Passage shown
◇ ◇ ◇ ◇ ◇

# Grandaddy Purple



## cali-high (Mar 29, 2007)

hey guys/girls


has any1 tried this strain?


its an excellent high. me and my friend were toking it up and his brother got a contact high it was so funny.



does ANY1 know of anywhere to get seeds or is it clone only?


let me know


----------



## mcknocc (Mar 29, 2007)

yeh i tried that shit a few times me and my friends were tokin it up one time and it was a great high we just busted out laughing for nuttin all night you might be able to get the seeds on a seed site.


----------



## CannaBoss (Mar 29, 2007)

Granddaddy is the shit! Purple Erkle x's Big bud = top shelf smoke and great yield.


----------



## novatrans (Mar 29, 2007)

cali-high said:


> hey guys/girls
> 
> 
> has any1 tried this strain?
> ...


It is great! I am growing some now (7 weeks of flowering) and no purple yet. but some real "sticky" corn cobs are coming. We will know in about two weeks.


----------



## cali-high (Mar 30, 2007)

yeah but it aint got nothing on my honeymoon(double purple cross)

tjats the shit

people who grow grandaddy purple do ofg(ocean of green) and hardly spend any time giving each plant its own needs so theyre for theyre shit loses potience and still is great but not what it could be.


----------



## northerntights (Mar 31, 2007)

does anyone know of a purple strain that is good for an indoor grow? Most of the info I have states they are best for outdoor or large indoor grows, I have 4 feet of space to work with... I'm just looking for something a little different and purple is sooo cool!


----------



## bwkmid (Mar 31, 2007)

purple haze?


----------



## FilthyFletch (Mar 31, 2007)

I bought some seeds from paradise seeds of a strain called sweet purple.Its a easy to grow purple indica that is disease mold and cold resistant. Can grow easly indoors since its an indica or outdoor in extremes.Yield for a 6 foot outdoor plant is 700 grams indoor at about 4-5 feet should be close to 500 grams


----------



## fdd2blk (Mar 31, 2007)

bwkmid said:


> purple haze?


yes please. thank you.


----------



## cali-high (Mar 31, 2007)

lol 

i have never seen you heard of purple haze seeds before ive never seen any pictures


----------



## bwkmid (Mar 31, 2007)

thats purple. It really calms you dowm ...more than anyother weed ive had.

"Smokin on purple ease my mind....this that shit that we get high to"

"Smokin on this pruple i dun got a bag for cheap eyes barley open and im glued to the back seat. boosie took another hit an then he passed it back to me aint no crack up in the window i can barely even breathe. got it foggy in the bently trippin tryna see this shit must got somin in it he must have slipped some crack on me. i dont know what time it is but i know its time to eat. "  i love that song...


----------



## cali-high (Mar 31, 2007)

whats the name of it??


i listening to i smoke weed to much by redman

its kool


----------



## bwkmid (Mar 31, 2007)

◇ ◇ ◇ ◇ ◇

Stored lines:
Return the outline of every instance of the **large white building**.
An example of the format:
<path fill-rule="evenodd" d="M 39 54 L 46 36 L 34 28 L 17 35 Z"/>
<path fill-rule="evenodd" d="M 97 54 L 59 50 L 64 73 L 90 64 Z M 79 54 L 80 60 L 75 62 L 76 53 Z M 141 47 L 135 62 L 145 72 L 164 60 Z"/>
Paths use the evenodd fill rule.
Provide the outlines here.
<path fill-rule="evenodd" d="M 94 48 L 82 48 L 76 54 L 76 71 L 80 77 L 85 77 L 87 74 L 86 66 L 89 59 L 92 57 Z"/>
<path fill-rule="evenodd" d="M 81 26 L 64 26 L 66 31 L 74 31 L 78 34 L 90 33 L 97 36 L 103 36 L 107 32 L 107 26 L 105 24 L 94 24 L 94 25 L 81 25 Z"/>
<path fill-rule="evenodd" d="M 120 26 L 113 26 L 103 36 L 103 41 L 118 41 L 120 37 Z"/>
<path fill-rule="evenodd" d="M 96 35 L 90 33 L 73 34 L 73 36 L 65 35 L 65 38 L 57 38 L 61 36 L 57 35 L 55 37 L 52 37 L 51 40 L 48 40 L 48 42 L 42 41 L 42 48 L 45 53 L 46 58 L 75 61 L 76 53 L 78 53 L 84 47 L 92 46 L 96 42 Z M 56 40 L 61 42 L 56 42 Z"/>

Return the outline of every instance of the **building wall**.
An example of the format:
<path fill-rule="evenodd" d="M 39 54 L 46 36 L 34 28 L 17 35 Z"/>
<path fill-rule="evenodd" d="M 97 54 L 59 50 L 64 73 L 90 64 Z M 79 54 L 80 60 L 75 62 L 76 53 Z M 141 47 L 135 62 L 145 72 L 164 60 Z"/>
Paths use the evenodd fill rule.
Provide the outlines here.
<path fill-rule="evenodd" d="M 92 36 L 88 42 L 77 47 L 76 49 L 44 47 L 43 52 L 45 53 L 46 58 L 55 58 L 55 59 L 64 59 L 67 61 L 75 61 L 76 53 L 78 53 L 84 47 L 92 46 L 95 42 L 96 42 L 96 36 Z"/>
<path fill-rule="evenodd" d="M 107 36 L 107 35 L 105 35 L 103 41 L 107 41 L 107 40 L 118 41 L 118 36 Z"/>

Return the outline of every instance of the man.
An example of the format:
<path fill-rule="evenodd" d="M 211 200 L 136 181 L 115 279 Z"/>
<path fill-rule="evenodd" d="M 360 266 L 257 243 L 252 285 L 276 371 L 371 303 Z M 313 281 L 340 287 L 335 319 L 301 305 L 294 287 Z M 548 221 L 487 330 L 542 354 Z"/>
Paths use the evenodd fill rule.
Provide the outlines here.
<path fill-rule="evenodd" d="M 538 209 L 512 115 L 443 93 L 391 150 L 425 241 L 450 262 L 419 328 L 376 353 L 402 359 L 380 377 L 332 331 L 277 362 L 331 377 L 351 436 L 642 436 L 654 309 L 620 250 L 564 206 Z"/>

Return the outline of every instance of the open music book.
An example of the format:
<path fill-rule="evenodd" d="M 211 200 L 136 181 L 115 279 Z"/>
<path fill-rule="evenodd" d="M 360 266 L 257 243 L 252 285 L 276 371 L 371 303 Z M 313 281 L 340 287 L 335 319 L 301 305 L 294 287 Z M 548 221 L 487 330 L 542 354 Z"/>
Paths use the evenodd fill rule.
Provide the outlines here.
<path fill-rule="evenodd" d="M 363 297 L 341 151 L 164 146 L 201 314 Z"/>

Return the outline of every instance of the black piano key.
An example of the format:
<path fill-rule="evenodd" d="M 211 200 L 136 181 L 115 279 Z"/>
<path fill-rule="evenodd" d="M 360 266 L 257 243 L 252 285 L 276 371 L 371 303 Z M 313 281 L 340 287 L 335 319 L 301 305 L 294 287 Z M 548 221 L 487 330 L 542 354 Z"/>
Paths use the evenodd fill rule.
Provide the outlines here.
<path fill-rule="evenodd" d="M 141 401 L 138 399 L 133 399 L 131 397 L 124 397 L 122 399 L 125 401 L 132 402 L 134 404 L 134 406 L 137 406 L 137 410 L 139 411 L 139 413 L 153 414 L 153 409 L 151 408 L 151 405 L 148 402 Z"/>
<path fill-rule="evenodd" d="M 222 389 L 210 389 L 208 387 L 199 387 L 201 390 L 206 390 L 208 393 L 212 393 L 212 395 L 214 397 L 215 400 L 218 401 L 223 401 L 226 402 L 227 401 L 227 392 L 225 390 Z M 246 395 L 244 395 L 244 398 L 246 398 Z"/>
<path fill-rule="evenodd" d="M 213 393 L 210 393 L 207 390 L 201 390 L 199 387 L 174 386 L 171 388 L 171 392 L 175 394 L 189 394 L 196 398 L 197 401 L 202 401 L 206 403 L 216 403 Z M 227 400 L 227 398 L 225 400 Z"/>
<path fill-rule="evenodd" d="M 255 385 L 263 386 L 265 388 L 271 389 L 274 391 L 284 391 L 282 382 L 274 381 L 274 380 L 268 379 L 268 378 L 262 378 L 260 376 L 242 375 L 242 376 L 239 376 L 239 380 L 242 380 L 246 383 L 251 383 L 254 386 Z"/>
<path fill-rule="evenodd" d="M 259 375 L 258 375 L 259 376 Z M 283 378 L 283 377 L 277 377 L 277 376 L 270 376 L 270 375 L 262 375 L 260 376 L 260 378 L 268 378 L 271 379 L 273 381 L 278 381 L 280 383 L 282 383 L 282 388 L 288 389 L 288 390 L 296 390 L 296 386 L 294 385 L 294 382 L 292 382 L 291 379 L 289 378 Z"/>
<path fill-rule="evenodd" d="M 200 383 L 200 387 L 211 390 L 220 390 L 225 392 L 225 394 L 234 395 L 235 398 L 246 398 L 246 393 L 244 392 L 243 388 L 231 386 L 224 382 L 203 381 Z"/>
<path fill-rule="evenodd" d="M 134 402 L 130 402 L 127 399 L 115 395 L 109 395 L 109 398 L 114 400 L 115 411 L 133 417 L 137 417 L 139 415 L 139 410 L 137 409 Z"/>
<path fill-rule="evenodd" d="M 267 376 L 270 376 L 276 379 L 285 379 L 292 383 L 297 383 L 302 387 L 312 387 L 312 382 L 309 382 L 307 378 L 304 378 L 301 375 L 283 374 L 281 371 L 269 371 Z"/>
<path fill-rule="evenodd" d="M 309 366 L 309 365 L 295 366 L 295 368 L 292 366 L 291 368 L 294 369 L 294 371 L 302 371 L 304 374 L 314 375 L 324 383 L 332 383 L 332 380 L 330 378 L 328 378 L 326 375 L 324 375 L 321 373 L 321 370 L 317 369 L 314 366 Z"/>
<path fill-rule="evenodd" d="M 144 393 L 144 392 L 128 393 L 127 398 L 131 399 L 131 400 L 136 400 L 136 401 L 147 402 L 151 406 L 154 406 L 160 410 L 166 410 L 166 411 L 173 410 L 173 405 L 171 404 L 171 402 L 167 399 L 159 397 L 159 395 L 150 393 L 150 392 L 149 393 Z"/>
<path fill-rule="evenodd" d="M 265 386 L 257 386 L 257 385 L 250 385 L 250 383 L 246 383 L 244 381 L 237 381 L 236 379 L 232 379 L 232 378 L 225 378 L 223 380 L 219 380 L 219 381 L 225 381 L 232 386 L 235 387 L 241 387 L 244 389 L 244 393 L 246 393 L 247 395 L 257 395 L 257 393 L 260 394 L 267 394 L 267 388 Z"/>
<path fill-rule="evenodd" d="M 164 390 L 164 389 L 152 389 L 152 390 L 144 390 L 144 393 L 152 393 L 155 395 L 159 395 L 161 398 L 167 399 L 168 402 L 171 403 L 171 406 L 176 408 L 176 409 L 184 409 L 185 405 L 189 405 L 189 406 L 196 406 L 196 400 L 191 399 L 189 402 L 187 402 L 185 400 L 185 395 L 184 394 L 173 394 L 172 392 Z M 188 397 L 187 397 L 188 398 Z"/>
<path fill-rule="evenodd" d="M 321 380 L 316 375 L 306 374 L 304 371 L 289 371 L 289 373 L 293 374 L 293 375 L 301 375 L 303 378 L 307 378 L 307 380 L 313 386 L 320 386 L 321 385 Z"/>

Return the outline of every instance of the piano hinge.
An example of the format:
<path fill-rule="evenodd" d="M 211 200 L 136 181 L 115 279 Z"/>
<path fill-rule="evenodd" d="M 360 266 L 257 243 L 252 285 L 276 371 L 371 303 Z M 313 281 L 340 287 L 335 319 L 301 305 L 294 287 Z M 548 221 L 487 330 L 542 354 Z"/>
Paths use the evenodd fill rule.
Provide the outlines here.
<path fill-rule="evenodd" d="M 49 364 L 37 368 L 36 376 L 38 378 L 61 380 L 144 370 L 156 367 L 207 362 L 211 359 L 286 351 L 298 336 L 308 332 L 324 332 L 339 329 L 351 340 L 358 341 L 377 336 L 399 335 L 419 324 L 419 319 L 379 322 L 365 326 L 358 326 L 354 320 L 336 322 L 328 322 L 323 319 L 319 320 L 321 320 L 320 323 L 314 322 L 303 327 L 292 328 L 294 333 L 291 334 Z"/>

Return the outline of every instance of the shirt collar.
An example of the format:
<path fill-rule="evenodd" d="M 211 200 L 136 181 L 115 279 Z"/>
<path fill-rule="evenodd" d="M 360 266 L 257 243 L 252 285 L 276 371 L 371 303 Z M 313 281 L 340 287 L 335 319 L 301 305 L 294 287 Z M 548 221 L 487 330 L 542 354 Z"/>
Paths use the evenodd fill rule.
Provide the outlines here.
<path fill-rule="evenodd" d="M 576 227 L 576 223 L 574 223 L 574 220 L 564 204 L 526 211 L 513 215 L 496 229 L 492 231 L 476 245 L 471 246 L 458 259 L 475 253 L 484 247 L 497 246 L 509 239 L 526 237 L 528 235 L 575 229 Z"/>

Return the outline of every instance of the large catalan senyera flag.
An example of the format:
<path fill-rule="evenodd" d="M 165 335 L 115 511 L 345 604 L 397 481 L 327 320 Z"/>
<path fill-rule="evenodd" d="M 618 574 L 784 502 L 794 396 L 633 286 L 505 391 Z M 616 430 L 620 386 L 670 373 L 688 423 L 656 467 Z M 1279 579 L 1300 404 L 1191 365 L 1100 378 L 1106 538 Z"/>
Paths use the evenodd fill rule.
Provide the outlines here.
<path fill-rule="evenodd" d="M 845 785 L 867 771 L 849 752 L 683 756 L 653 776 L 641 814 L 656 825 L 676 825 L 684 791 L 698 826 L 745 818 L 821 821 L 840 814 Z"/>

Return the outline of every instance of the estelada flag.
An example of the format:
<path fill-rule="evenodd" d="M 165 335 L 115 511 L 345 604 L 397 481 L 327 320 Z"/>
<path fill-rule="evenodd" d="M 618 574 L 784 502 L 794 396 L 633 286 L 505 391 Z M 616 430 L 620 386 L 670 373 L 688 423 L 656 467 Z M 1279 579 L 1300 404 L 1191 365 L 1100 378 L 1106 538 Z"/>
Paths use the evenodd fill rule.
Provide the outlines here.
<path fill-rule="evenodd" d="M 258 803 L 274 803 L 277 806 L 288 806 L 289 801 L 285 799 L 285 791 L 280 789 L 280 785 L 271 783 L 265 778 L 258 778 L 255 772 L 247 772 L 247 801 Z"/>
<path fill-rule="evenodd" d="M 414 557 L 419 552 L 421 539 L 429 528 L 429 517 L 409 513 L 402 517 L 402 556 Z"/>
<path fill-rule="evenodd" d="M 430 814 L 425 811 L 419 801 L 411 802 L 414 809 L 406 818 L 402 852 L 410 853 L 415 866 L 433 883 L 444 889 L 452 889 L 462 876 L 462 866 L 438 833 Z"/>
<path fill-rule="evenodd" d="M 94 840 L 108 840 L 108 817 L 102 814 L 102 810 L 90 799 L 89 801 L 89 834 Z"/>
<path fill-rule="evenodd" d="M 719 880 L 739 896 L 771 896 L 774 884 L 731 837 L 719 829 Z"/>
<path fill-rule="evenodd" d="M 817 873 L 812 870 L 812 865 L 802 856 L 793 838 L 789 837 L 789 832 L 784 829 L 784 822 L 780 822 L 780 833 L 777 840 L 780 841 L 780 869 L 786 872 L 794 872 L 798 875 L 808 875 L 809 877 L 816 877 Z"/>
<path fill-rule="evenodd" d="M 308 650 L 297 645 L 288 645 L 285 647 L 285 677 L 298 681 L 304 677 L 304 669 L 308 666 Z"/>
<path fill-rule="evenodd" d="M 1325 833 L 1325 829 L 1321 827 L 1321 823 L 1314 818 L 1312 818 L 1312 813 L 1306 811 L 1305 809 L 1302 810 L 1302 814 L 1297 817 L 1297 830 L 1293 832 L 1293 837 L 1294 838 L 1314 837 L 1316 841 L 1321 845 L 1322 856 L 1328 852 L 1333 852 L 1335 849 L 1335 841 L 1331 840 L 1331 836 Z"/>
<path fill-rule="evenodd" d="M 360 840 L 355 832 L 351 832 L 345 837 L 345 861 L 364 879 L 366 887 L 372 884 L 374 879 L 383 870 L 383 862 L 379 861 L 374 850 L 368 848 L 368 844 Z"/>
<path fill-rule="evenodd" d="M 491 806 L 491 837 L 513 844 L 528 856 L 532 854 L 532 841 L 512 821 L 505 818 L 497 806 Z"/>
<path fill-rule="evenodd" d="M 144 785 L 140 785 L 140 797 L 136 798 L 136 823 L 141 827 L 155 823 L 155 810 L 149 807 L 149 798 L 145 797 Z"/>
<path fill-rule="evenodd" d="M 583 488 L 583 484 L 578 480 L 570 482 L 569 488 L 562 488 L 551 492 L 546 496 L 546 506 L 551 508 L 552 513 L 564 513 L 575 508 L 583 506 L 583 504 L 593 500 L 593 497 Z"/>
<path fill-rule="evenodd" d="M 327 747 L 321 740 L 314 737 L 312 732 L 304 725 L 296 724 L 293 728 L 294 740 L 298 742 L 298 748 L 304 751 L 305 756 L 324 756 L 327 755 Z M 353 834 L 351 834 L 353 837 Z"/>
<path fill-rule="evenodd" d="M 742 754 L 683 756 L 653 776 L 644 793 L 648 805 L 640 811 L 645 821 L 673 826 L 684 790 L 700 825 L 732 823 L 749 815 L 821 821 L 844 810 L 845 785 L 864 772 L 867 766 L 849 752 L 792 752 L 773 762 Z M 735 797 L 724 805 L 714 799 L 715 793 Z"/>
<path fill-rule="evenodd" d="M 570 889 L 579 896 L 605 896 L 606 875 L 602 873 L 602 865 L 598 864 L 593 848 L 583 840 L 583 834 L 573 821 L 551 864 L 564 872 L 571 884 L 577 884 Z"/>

◇ ◇ ◇ ◇ ◇

Problems and tasks
(1) Translate this sentence from the Grandaddy Purple thread into Spanish: "We will know in about two weeks."
(2) Continue the Grandaddy Purple thread, starting with the reply that belongs under its final header.

Expected results
(1) Lo sabremos en unas dos semanas.

(2)
Its called - Lil Boosie - Smoking on Purple my favorite rapper btw...


----------



## cali-high (Mar 31, 2007)

alright man im downloading it right now from limewire


----------



## bwkmid (Mar 31, 2007)

Limewire is great, but post back tell me how you like it. I listen to it in my car  the bass is a great thump


----------



## passion4pot (Apr 21, 2007)

grandaddy purp is some of the best bud i have evr smoked. most of the purps are super but i only get indica purps has anyone had purple haze,blackberry haze


----------



## 420101 (Apr 21, 2007)

that's some sweet ass buds..........


----------



## fdd2blk (Apr 21, 2007)

purp's are sooooooooooo over rated. just my opinion.


----------



## romaking (Apr 22, 2007)

granddaddy purp that been around for at least 8 years in the bay area i heard the strain was first developed in oakland ,ca


----------



## midgradeindasouth (Apr 22, 2007)

Purple haze is that sativa? I was thinking that purps were sativa or mix leaning towards sativa.
I could have backwarkds
Anyone'


----------



## McGruppsMonsters (Apr 26, 2007)

I just started my second grow... was told the clones are Grandaddy Purps. So it seems clones are available out here in california. The clones I was given I was told is an indica... with arm like buds when developed. Can't wait to see these bitches grow up before me. The clones have been in SunShine#4 for about 12 hours, and so far are looking pretty frail and weak, but these things take time. Anyhow, any other information is appreciated on Grandaddy Purps.


----------



## BaySmoke408 (Apr 26, 2007)

romaking said:


> granddaddy purp that been around for at least 8 years in the bay area i heard the strain was first developed in oakland ,ca


yessir grandaddy is a native Nor Cal smoke to be enjoyed by all


----------



## eastlosg1 (Apr 26, 2007)

yeah i think i have had it


----------



## cali-high (Apr 26, 2007)

it straight kills.


you can get $10 worth and it will keep you high for awhile!!


ffd

purple is overated but looks awsome


----------



## kutvogel (Nov 19, 2007)

Sorry to break the news for you guys, but the original Purple Haze strain is extinct. You can buy so called purple haze seeds, but they're always crossings between several other strains. The original purple haze strain plant can be seen at Wiet Forum - De Planten Kamer - Purple Haze Of Toch Iets Anders. It's the post of MadScientist with the five pics of purple plants, for those of you who do not know Dutch 
Greetings from Holland!


----------



## SDgoonie (Nov 19, 2007)

thumbs up for grandaddy purpz


----------



## peadrojones (Feb 6, 2008)

bwkmid where you get dots for that strain at? looks GREAT


----------



## Yota (Feb 6, 2008)

i have heard that the yield size isn't that great with Granddady. But i haven't grown it, just what ive been told. Of course the quality of the strain is top notch though.


----------



## idol (Feb 6, 2008)

I have been locking every were for a good purple strain, i havent found purple haze ani where.
can ani one recommend the best purple there is.


----------



## Joe2iisbeing (Feb 6, 2008)

Thats Querkle from Subcool TGA Seeds

Marijuana Cannabis seeds at Hemp Depot Shipped Worldwide


----------



## CaliGrower420 (Aug 17, 2008)

purp is way over rated i like a good green like trainwreck or catpiss, lol some people only smoke purp, its soo stupid just to stick to one type of weed, i love variety and i think most good green strains are more potent than purp.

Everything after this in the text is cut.